-- BEGIN EXCERPT --
By the climax (which would be impossible to give away even if I tried) the boundaries between fantasy and reality, truth and lies and even the audience and the stage are completely gone.
Is Ponza as mad as a hatter - or are his inquisitors blind to an illusion within themselves?
Ford Davies' Laudisi comes closest to explaining when he chides his gossip-obsessed family for being trapped in a labyrinth of purgatory where they "watch fantasy and reality dance together and can't escape".
And if that does not help you, do not expect any answers in the staging. It confuses with mirrors, geometry and members of the audience invited to sit in the set.
Zeffirelli then shakes things up with a few surprise devices and even a dig at Latin sexual politics through the fine supporting cast, including Anna Carteret and Gawn Grainger playing the squabbling Sirellis.
So while certitude is something that Absolutely! (Perhaps) does not deal in, it is certainly an enjoyable night.
Go for the farce or go for the philosophy. Either way, it will still run rings around you and you will be glad that it did.
Undoubtedly it is Zeffirelli himself who is reminding us all that he remains the master illusionist.
He watched the opening night from a box, before revealing himself to take the applause.
Or was that really him? I don't think any of us were really sure by the end.
Absolutely! (Perhaps) is booking until 23 August at the Wyndhams Theatre, Charing Cross Road, London.
-- END EXCERPT --
-- BEGIN DATASET EXTRACT --
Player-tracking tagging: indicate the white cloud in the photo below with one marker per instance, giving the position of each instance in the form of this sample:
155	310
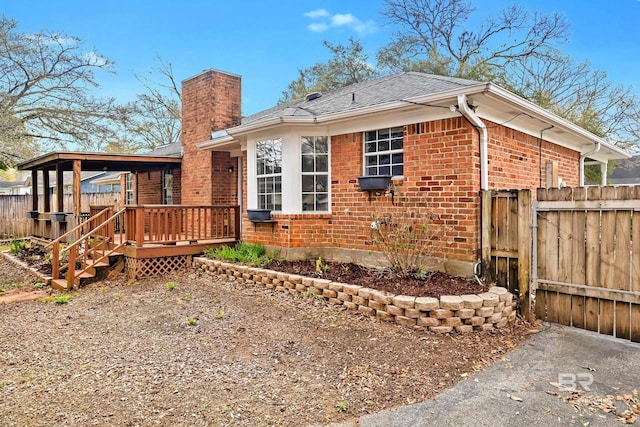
-- END DATASET EXTRACT --
● **TASK TO COMPLETE**
Extract the passage of the review from "Zeffirelli then shakes" to "by the end.". The lines are not needed for this work.

● **ANSWER**
Zeffirelli then shakes things up with a few surprise devices and even a dig at Latin sexual politics through the fine supporting cast, including Anna Carteret and Gawn Grainger playing the squabbling Sirellis.
So while certitude is something that Absolutely! (Perhaps) does not deal in, it is certainly an enjoyable night.
Go for the farce or go for the philosophy. Either way, it will still run rings around you and you will be glad that it did.
Undoubtedly it is Zeffirelli himself who is reminding us all that he remains the master illusionist.
He watched the opening night from a box, before revealing himself to take the applause.
Or was that really him? I don't think any of us were really sure by the end.